Task prompt:
Match the string "sunglasses" against each line below, and copy every line that matches.

Records to process:
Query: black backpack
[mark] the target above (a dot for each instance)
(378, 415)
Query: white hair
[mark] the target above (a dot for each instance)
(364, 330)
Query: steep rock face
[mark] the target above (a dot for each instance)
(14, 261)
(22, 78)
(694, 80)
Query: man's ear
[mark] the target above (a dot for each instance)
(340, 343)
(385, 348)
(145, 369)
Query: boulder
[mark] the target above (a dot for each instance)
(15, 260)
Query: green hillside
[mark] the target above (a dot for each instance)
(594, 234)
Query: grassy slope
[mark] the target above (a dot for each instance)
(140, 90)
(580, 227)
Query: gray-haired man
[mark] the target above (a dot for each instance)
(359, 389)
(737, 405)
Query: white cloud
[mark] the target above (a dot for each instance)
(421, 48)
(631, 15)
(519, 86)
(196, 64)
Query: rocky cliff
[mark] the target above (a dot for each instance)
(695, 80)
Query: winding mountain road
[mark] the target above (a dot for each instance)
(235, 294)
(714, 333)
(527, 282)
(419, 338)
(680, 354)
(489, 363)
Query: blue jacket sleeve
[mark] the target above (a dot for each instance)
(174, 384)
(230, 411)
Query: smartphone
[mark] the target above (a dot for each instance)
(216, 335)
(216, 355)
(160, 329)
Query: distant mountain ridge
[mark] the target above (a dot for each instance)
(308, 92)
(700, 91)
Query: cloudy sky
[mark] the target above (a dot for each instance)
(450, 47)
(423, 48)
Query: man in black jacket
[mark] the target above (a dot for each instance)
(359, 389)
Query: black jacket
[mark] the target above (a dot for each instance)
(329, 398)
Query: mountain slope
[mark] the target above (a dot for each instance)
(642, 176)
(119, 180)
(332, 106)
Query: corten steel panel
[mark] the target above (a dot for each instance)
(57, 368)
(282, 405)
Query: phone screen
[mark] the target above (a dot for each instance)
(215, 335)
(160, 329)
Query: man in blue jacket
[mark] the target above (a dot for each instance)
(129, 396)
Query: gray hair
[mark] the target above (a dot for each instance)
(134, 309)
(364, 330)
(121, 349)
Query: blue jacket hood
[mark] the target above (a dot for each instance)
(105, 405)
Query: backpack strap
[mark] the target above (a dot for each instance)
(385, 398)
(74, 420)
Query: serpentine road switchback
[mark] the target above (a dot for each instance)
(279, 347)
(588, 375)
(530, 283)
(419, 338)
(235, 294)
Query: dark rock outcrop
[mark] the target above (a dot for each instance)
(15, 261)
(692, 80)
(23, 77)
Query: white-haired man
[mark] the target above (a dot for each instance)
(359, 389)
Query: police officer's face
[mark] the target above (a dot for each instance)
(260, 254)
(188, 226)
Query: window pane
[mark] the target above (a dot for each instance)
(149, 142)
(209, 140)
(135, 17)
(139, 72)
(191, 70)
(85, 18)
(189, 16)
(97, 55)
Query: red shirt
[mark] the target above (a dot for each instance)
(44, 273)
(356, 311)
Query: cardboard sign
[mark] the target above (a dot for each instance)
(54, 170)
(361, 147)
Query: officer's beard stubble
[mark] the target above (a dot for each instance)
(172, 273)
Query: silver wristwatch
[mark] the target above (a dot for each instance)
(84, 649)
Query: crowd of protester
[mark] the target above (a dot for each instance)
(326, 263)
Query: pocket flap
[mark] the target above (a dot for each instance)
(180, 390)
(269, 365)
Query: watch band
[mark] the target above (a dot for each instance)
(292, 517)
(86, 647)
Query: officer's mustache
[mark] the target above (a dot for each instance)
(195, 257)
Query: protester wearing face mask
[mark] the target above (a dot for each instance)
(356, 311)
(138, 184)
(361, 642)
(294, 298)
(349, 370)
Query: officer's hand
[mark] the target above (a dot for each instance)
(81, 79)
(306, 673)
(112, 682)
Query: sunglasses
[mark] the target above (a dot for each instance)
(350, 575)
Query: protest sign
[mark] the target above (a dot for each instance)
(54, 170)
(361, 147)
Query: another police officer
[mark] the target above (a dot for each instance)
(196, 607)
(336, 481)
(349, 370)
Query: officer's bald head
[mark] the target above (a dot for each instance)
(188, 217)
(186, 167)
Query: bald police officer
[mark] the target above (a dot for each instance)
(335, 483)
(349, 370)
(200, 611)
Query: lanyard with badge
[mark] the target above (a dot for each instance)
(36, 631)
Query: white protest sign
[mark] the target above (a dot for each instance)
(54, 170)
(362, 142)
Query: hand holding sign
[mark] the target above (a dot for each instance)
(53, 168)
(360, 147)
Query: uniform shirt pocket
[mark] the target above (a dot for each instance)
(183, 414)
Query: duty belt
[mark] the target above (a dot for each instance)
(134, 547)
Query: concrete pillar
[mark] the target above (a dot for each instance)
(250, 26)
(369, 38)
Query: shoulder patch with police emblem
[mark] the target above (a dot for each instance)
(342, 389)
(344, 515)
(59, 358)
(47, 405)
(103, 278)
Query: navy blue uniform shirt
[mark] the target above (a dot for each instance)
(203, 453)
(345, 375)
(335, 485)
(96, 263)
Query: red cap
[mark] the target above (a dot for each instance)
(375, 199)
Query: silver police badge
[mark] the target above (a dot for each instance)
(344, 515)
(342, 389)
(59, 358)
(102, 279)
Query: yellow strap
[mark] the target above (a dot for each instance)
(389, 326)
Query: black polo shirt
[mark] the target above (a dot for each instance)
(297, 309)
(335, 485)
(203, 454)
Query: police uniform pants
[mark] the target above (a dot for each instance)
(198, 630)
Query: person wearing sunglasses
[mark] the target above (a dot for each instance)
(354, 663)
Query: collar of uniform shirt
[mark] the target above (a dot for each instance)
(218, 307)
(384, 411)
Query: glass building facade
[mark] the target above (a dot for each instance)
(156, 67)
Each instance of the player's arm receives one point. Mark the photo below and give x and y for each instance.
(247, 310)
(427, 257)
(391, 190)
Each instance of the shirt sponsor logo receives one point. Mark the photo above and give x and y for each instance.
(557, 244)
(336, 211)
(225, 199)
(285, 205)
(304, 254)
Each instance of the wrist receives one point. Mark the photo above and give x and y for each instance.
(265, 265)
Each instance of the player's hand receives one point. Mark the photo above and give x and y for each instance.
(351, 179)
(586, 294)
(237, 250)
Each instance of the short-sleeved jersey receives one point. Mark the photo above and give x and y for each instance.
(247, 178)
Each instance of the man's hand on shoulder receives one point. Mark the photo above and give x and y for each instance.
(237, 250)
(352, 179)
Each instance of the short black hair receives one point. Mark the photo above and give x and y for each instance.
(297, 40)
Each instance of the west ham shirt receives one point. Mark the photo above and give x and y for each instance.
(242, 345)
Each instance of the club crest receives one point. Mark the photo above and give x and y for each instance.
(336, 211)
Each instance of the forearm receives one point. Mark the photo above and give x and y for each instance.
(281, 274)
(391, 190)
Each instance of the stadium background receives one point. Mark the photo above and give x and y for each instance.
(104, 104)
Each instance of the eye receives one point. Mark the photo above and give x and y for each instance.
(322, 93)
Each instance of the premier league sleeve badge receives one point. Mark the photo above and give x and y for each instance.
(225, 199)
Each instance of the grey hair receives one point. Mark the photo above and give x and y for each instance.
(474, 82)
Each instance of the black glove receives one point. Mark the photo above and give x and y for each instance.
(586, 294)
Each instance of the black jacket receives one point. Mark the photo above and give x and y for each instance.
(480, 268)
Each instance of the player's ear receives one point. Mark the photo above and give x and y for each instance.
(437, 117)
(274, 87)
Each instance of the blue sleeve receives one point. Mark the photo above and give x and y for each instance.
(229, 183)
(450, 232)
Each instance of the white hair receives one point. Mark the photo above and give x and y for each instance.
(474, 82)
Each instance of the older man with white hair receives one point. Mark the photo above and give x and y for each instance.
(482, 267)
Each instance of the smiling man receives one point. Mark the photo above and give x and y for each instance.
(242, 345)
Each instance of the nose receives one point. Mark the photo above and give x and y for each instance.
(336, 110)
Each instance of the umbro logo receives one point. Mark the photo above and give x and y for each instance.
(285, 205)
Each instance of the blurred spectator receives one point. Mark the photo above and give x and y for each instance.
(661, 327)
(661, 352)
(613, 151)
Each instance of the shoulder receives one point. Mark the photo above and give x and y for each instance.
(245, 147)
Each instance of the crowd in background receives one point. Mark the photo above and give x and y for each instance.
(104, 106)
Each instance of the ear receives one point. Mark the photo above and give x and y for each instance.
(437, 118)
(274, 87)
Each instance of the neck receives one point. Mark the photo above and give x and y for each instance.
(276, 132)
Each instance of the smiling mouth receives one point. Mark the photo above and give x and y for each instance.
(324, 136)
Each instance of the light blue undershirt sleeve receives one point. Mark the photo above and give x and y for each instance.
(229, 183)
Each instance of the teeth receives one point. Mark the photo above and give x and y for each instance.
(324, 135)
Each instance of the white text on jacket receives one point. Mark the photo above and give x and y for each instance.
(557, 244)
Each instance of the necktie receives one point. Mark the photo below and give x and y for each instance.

Solution for this problem:
Query: sunglasses
Query: person wearing sunglasses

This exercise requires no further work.